[Collected data entries]
BEGIN

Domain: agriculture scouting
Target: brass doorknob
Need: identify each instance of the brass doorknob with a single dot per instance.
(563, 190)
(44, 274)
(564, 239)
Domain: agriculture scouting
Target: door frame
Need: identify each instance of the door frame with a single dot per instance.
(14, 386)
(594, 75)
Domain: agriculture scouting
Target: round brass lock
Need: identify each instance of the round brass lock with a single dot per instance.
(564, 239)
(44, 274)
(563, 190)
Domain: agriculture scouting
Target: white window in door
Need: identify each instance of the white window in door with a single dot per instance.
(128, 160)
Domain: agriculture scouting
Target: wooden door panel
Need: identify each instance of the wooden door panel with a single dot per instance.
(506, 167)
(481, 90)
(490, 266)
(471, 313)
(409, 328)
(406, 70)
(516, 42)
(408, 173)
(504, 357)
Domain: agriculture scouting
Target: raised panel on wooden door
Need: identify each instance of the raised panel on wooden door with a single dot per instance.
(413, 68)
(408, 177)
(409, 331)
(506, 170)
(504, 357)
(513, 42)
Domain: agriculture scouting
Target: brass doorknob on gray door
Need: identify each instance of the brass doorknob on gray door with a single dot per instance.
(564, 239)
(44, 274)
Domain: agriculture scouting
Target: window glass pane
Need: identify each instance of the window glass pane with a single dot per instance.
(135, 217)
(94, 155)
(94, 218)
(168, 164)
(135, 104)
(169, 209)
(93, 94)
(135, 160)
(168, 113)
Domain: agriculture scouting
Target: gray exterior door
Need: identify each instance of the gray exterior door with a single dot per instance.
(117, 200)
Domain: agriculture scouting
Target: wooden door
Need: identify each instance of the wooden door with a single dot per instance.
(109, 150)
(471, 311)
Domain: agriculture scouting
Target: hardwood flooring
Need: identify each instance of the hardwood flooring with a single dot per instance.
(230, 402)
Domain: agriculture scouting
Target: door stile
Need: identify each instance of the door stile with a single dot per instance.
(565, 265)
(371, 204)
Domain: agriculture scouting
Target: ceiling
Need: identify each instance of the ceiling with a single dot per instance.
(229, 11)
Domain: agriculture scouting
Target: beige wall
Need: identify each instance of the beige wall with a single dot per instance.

END

WHAT YOU ARE ASKED TO DO: Print exactly the lines above from the one with "Need: identify each instance of the hardwood" to the one with "Target: ceiling", including both.

THE ANSWER:
Need: identify each instance of the hardwood flooring with a single dot per instance.
(230, 402)
Domain: agriculture scouting
Target: door stile
Need: identify each instance of the door stile with a single dot per instance.
(565, 265)
(371, 204)
Domain: agriculture scouting
Target: ceiling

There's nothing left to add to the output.